►

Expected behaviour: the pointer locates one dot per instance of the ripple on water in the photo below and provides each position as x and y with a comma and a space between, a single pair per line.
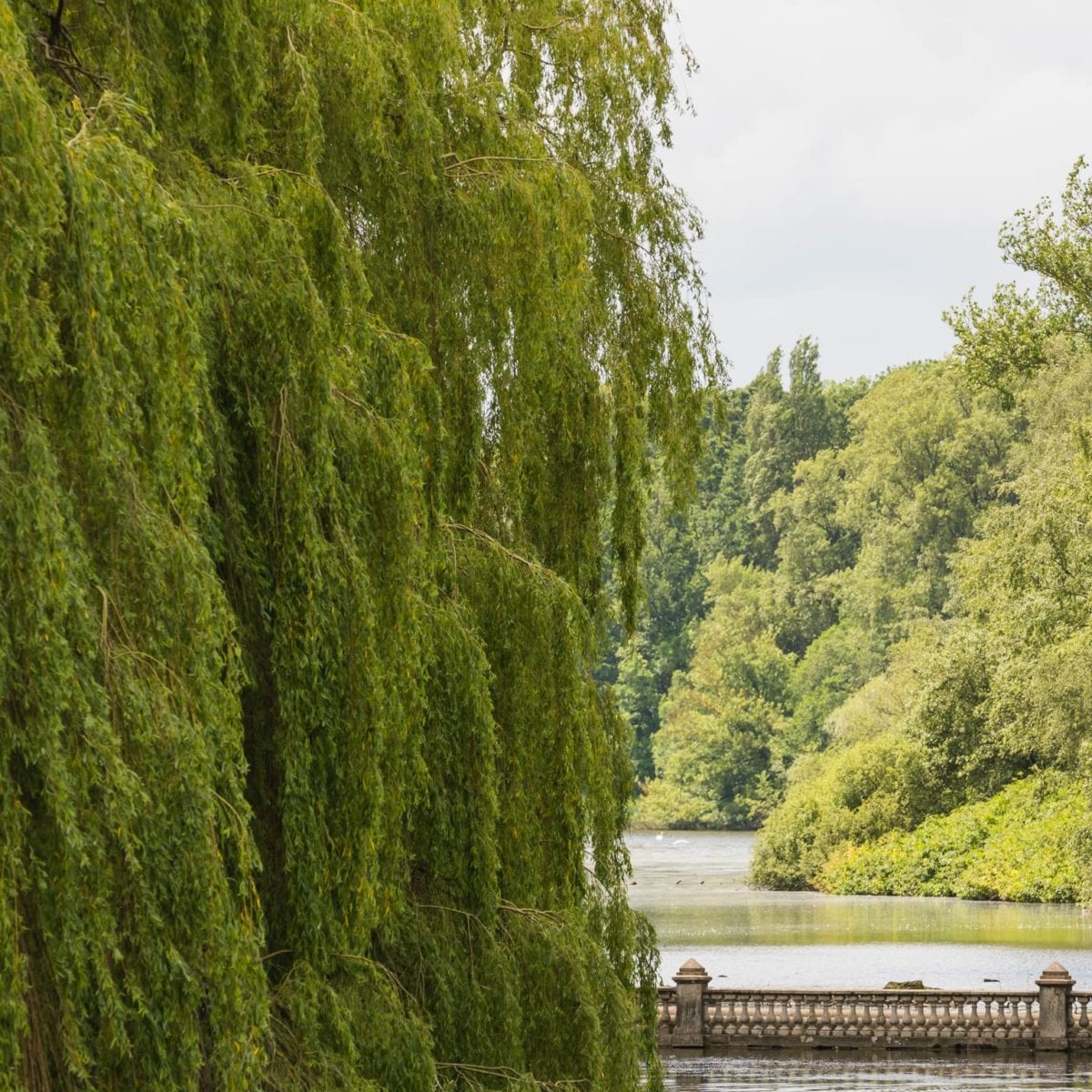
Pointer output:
888, 1073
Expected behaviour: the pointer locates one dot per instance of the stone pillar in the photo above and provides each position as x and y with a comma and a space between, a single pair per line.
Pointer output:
691, 986
1055, 987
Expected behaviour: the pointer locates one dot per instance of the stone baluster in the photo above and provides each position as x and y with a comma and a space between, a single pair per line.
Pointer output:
691, 983
1055, 988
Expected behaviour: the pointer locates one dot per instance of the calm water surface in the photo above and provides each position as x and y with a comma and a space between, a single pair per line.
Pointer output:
693, 888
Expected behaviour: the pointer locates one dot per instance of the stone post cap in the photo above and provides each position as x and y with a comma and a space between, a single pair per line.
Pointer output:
692, 971
1055, 976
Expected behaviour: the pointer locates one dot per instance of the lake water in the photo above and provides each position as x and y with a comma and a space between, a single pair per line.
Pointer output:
693, 885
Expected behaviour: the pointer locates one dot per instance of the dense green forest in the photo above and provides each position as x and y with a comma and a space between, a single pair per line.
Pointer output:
329, 332
883, 655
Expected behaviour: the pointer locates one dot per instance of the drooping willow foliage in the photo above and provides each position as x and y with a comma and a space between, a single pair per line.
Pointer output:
326, 329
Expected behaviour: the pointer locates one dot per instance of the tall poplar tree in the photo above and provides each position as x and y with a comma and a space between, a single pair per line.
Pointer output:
326, 328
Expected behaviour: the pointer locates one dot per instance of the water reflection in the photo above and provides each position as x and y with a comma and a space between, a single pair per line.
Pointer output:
693, 885
891, 1073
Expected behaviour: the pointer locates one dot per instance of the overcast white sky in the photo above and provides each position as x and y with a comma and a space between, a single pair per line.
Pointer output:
855, 158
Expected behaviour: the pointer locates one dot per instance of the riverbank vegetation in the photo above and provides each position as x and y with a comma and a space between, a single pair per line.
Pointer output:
889, 667
327, 331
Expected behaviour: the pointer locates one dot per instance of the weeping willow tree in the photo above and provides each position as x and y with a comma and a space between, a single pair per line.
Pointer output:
326, 329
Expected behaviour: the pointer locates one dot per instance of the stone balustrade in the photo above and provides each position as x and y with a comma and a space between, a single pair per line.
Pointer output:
1053, 1016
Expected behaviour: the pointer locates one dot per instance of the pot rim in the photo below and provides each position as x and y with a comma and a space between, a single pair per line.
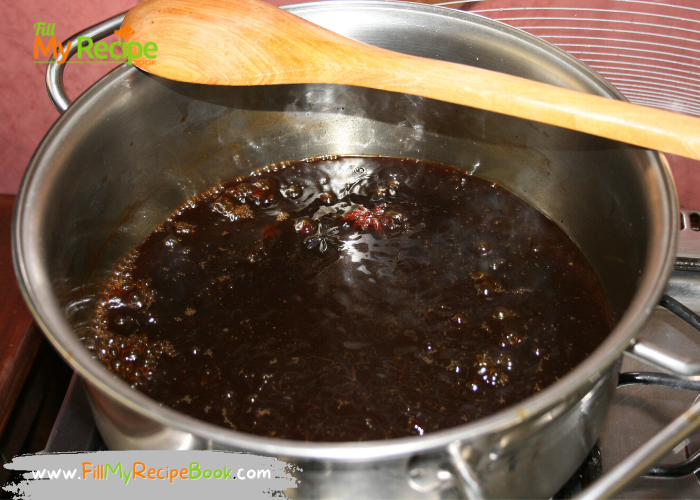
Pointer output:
559, 396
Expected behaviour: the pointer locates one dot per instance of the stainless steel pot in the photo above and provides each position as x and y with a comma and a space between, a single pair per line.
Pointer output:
134, 147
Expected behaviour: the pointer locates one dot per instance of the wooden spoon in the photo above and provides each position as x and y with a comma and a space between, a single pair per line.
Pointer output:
250, 42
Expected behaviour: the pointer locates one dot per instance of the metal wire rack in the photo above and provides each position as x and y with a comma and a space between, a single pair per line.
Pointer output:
648, 49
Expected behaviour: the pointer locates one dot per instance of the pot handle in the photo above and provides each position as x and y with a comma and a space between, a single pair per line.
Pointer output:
54, 72
661, 358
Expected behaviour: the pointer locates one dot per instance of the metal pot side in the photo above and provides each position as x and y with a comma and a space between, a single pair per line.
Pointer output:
134, 147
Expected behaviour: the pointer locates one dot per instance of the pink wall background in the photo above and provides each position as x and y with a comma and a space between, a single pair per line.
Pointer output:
26, 112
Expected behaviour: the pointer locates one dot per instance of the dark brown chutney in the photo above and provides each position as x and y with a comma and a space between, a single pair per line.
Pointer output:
350, 299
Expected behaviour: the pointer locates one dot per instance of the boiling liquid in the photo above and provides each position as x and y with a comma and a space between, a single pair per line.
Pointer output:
350, 299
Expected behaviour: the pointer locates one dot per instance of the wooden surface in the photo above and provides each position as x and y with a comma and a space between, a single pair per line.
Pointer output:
250, 42
19, 336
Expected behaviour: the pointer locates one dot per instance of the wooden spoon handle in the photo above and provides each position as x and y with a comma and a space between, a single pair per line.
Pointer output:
250, 42
630, 123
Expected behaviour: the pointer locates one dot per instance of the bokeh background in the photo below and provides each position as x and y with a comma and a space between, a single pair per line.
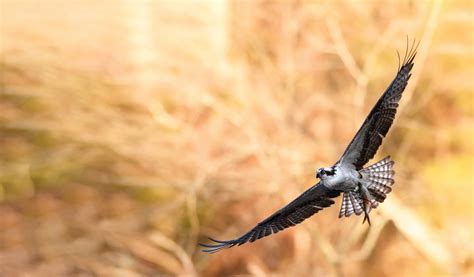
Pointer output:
131, 130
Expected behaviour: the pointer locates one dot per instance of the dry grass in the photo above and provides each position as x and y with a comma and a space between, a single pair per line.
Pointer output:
131, 130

◄

- [EXERCISE TASK] Write out only the lines from the line containing "the wooden surface" through the end of the material above, both end lines included. Pictures are not written out.

- [SOLUTION FOR THIS TASK]
Expected behaviour: the pointer locates one dot per instance of the wooden surface in the photo above and provides each position as x and y with a comma and a space between, a single pair per line.
Pointer output:
250, 42
19, 336
Expected behaviour: the pointer locates one dot per instance of the wooden spoon handle in the photo above and provides each position as x and y with a comma and a space between, a single pair per line.
Pointer output:
250, 42
630, 123
Expected behaviour: the pointer locates one dot per instance of the bokeh background in the photo below and provides each position as x and y with a comma and a space between, a single pair per line.
Pointer output:
131, 130
Expected behaviour: the pointer locates one dot per instance of the dry grass in the photo above and provides each position as x and y with a comma and a space between, a single pair per line.
Pointer output:
131, 130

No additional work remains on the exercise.